#### [What to do]
Reproduce the dataset rows below line for line, leaving out the pictures.
[start Exercise input]
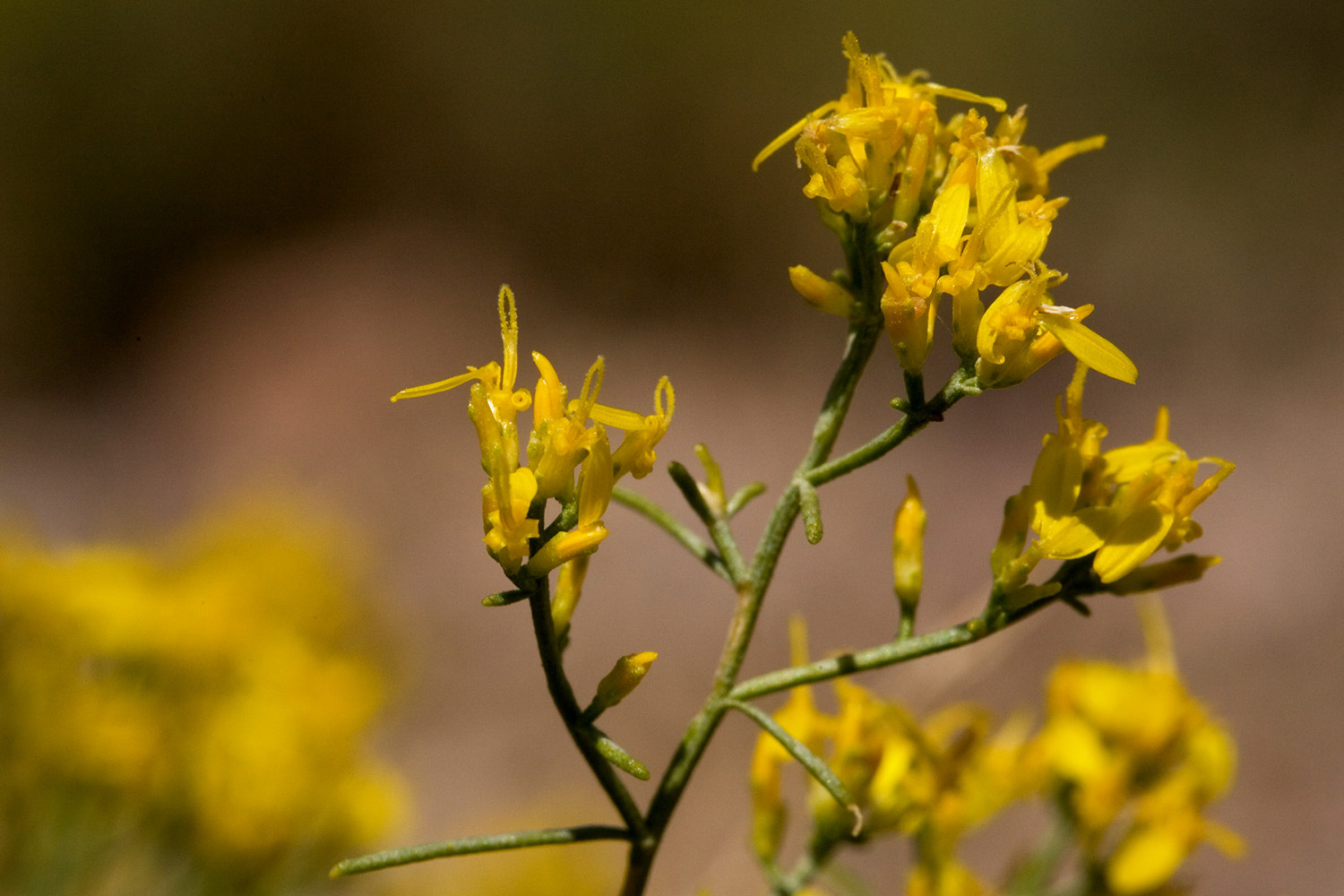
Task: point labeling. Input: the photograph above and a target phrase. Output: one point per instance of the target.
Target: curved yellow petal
(1089, 347)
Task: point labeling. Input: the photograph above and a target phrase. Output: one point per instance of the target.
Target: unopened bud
(623, 678)
(908, 546)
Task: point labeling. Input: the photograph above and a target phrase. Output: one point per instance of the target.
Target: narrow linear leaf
(691, 490)
(685, 536)
(470, 845)
(744, 495)
(615, 754)
(504, 598)
(811, 506)
(816, 766)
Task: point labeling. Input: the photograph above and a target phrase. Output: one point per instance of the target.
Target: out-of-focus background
(230, 231)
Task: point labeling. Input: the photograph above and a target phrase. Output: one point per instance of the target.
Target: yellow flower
(870, 152)
(908, 546)
(1139, 761)
(211, 708)
(1121, 504)
(497, 379)
(881, 156)
(824, 295)
(636, 454)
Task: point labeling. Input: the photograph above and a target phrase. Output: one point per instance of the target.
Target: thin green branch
(470, 845)
(669, 524)
(860, 343)
(961, 384)
(562, 694)
(718, 525)
(894, 651)
(617, 755)
(814, 764)
(742, 497)
(847, 664)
[end Exercise input]
#### [Reply to the exercise]
Task: point labeling. Input: the photograph above and a target phrase. Output: one point per instance of the target.
Target: curved yellow petal
(1089, 347)
Task: point labeling. Input: the photograph above and a target phrase. Output: one point per instance of the target.
Target: unopened bud
(623, 678)
(908, 546)
Task: point labeling. Input: the photograph above and a target phrase. Output: one point per instance of the target.
Target: narrow linear leaf
(691, 490)
(685, 536)
(470, 845)
(744, 495)
(615, 754)
(504, 598)
(811, 506)
(816, 766)
Task: point labeling. Input: the photograph above and a target phrase. Output: one point per instance of the target.
Target: out-of-focus background
(230, 231)
Task: point labeling. Input: the photograph above and a target phrase. Output: one point per instance of the target.
Target: yellow flower
(870, 152)
(908, 546)
(1139, 761)
(211, 708)
(1121, 504)
(497, 379)
(881, 156)
(824, 295)
(636, 454)
Task: point labeling. Input: the photograph above and a target phrase. Output: one point per instance of the target.
Target: thin green branch
(470, 845)
(669, 524)
(860, 343)
(961, 384)
(562, 694)
(718, 525)
(894, 651)
(617, 755)
(814, 764)
(742, 497)
(847, 664)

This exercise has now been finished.